──────── Available data

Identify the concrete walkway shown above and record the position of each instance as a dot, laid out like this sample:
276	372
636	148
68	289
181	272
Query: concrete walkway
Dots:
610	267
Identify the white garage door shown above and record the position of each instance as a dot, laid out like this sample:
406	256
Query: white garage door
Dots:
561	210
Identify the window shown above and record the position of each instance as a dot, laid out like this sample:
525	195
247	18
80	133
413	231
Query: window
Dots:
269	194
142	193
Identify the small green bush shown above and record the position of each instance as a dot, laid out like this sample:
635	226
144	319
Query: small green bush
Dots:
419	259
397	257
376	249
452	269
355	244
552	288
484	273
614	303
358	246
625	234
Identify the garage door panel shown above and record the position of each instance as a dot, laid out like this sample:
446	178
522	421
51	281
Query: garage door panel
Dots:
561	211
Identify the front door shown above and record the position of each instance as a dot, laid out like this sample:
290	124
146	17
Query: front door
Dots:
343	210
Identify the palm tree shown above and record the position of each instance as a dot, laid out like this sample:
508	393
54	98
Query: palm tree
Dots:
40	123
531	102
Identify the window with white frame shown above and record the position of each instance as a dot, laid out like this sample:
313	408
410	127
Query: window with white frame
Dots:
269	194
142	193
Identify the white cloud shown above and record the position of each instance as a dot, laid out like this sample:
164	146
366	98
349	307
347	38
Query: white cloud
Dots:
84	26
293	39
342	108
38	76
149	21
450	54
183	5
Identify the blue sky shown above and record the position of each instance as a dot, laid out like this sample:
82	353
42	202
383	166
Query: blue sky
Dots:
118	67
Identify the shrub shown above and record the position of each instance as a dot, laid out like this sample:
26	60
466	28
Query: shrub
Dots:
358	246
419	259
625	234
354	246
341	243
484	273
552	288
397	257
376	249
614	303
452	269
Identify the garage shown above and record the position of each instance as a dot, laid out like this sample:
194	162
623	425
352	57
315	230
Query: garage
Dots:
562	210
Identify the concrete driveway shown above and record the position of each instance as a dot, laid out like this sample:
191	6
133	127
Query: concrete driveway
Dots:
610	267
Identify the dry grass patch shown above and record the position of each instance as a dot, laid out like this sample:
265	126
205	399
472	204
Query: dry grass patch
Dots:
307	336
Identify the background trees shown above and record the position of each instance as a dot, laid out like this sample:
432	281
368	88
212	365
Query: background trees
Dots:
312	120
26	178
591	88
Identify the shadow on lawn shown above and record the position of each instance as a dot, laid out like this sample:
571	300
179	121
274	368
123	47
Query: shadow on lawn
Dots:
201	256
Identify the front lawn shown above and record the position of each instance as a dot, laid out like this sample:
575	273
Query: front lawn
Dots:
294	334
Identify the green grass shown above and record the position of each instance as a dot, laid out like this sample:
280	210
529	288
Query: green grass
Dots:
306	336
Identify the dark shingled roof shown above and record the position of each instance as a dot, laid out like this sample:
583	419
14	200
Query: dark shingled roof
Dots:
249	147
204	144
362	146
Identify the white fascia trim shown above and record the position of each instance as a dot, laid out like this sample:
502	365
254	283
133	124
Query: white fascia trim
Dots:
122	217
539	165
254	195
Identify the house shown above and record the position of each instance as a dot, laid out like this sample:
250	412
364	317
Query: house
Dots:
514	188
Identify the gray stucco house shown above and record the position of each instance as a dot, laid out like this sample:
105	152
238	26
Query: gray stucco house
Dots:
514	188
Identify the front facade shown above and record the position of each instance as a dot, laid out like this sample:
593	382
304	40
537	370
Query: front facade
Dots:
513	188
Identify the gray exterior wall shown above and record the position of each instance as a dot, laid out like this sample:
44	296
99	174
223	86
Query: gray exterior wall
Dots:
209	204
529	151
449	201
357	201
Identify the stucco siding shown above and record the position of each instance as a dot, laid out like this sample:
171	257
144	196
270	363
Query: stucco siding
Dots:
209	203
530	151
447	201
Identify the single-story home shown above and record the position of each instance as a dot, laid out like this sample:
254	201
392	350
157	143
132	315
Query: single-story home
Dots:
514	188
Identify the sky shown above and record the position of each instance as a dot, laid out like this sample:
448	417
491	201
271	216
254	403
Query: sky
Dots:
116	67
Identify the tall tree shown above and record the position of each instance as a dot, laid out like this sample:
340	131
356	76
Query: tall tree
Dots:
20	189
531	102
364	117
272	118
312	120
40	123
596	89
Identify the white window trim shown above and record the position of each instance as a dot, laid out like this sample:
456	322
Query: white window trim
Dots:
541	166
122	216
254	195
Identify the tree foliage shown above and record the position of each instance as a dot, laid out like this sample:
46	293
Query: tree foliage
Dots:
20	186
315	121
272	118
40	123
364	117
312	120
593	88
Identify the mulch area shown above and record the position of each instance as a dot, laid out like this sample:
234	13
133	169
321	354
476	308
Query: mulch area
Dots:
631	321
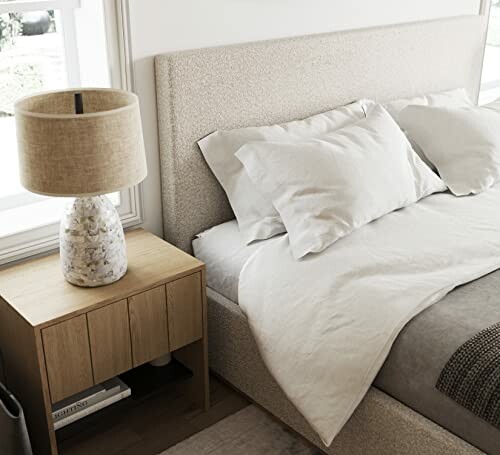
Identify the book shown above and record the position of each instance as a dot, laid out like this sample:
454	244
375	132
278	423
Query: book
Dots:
88	402
84	399
75	402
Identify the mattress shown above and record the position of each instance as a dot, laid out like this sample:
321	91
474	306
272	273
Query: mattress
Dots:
411	371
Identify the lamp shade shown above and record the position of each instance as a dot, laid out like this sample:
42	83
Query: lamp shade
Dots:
62	153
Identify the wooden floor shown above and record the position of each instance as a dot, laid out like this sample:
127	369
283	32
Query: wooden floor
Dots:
156	417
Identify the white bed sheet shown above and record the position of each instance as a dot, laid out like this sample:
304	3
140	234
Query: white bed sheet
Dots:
223	250
325	324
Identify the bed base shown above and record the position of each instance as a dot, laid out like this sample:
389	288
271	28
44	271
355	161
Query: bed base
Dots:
380	424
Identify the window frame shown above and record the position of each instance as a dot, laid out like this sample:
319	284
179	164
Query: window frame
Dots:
45	238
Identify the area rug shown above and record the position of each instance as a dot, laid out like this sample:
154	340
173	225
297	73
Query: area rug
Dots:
248	432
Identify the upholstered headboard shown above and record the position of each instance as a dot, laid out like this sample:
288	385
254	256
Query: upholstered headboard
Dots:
268	82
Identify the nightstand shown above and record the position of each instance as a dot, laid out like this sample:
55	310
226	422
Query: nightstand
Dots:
57	339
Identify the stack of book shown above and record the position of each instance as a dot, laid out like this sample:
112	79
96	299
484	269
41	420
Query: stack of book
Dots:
91	400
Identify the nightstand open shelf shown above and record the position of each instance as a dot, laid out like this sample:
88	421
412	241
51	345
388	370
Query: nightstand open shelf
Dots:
58	339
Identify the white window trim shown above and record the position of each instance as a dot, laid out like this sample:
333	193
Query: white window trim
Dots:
46	238
22	6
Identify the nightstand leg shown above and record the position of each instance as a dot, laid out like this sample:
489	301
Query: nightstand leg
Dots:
195	357
22	355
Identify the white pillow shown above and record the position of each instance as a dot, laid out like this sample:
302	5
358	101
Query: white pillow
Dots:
450	98
325	188
463	143
257	218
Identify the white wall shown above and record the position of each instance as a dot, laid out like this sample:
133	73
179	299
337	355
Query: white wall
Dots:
159	26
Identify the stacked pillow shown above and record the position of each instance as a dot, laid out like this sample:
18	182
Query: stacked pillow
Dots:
257	218
322	177
462	143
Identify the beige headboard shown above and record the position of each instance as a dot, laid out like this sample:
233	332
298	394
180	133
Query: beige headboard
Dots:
268	82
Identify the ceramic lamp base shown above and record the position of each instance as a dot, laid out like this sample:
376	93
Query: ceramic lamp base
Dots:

────────────────

Work item :: Your answer should be every line from the material above in which the word "book" appears.

Response for this exercise ::
Identify the book shown above and record the position of each instance as a dot, laid out like this sample:
Query: book
Identify the stack of book shown above and record the position of each instance as a dot, laid out like this sample:
Query: stack of book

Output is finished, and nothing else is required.